Can you reproduce the whole passage on Louis Philippe II below, word for word?

SUPPLIED TEXT:
⁂

Louis Philippe II (Louis Philippe Joseph; 13 April 17476 November 1793), was a major French noble who supported the French Revolution.

Louis Philippe II was born at the Château de Saint-Cloud to Louis Philippe I, Duke of Chartres, and Louise Henriette de Bourbon. He was titled Duke of Montpensier at birth. When his grandfather Louis, Duke of Orléans, died in 1752, his father became the new Duke of Orléans and Louis Philippe II became Duke of Chartres. When his father died in 1785, he became Duke of Orléans and First Prince of the Blood. He was styled as Serene Highness (). 

In 1792, during the Revolution, Louis Philippe changed his name to Philippe Égalité. He was a cousin of King Louis XVI and one of the wealthiest men in France. He actively supported the Revolution of 1789, and was a strong advocate for the elimination of the present absolute monarchy in favor of a constitutional monarchy. Louis Philippe voted for the death of Louis XVI; however, he was himself guillotined in 1793 during the Reign of Terror. His son, also named Louis Philippe, became King of the French after the July Revolution of 1830. After Louis Philippe II, the term Orléanist came to be attached to the movement in France that favored a constitutional monarchy.

Early life

Louis Philippe Joseph d'Orléans was the son of Louis Philippe d'Orléans, Duke of Chartres, and Louise Henriette de Bourbon. Philippe was a member of the House of Orléans, a cadet branch of the French royal family. His mother came from the House of Bourbon-Condé.

⁂

RECORDS SUPPLIED:

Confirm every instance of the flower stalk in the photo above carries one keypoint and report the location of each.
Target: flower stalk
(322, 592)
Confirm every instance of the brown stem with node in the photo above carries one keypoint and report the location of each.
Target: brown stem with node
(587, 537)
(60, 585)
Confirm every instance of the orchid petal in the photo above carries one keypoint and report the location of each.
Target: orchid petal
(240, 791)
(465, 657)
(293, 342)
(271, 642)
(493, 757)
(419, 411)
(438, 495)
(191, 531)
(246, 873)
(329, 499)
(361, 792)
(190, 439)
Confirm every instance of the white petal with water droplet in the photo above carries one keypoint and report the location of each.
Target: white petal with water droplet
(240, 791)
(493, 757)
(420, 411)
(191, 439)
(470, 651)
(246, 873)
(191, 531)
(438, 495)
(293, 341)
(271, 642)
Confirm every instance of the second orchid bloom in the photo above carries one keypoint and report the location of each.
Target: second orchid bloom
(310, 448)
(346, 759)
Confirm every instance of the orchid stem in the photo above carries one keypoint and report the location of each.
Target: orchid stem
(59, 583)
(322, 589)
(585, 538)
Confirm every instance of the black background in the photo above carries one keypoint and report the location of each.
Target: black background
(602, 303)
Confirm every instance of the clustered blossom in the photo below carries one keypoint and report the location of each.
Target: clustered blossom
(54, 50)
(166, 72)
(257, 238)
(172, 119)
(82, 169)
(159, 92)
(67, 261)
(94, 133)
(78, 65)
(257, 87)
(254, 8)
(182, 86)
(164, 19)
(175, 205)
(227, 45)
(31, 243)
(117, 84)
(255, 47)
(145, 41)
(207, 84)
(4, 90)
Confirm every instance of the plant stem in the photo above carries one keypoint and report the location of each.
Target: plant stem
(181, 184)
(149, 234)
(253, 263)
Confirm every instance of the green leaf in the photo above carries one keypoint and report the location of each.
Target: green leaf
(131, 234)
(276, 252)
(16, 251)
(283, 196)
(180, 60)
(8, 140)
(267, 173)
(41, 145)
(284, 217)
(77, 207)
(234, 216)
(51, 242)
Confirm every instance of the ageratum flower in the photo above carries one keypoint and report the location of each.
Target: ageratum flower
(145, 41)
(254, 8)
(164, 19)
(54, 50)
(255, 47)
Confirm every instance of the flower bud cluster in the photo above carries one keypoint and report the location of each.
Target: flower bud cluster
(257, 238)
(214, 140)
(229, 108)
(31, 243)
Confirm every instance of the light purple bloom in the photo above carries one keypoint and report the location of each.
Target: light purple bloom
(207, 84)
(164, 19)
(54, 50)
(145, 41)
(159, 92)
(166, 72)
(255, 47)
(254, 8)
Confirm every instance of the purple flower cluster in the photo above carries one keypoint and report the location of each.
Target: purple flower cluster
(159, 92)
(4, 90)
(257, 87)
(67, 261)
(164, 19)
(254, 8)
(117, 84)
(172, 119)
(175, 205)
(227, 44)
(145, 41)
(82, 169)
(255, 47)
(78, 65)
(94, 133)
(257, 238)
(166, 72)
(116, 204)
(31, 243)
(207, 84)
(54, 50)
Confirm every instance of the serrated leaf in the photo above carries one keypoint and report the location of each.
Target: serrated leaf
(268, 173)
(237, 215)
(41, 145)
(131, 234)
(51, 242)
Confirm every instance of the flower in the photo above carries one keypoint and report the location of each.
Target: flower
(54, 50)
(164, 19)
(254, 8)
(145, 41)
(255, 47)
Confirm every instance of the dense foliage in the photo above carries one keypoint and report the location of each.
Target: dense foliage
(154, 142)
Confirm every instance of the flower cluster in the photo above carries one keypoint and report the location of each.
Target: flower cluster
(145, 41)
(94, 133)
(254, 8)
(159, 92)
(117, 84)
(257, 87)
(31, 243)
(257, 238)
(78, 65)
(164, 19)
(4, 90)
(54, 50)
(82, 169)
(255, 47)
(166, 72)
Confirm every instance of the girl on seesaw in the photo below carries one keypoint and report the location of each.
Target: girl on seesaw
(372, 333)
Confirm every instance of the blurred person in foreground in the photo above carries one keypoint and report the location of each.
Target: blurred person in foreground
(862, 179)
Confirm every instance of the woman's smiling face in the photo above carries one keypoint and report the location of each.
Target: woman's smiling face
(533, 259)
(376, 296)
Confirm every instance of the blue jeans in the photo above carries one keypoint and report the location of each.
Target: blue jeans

⁂

EXERCISE RESULT:
Louis Philippe II (Louis Philippe Joseph; 13 April 17476 November 1793), was a major French noble who supported the French Revolution.

Louis Philippe II was born at the Château de Saint-Cloud to Louis Philippe I, Duke of Chartres, and Louise Henriette de Bourbon. He was titled Duke of Montpensier at birth. When his grandfather Louis, Duke of Orléans, died in 1752, his father became the new Duke of Orléans and Louis Philippe II became Duke of Chartres. When his father died in 1785, he became Duke of Orléans and First Prince of the Blood. He was styled as Serene Highness (). 

In 1792, during the Revolution, Louis Philippe changed his name to Philippe Égalité. He was a cousin of King Louis XVI and one of the wealthiest men in France. He actively supported the Revolution of 1789, and was a strong advocate for the elimination of the present absolute monarchy in favor of a constitutional monarchy. Louis Philippe voted for the death of Louis XVI; however, he was himself guillotined in 1793 during the Reign of Terror. His son, also named Louis Philippe, became King of the French after the July Revolution of 1830. After Louis Philippe II, the term Orléanist came to be attached to the movement in France that favored a constitutional monarchy.

Early life

Louis Philippe Joseph d'Orléans was the son of Louis Philippe d'Orléans, Duke of Chartres, and Louise Henriette de Bourbon. Philippe was a member of the House of Orléans, a cadet branch of the French royal family. His mother came from the House of Bourbon-Condé.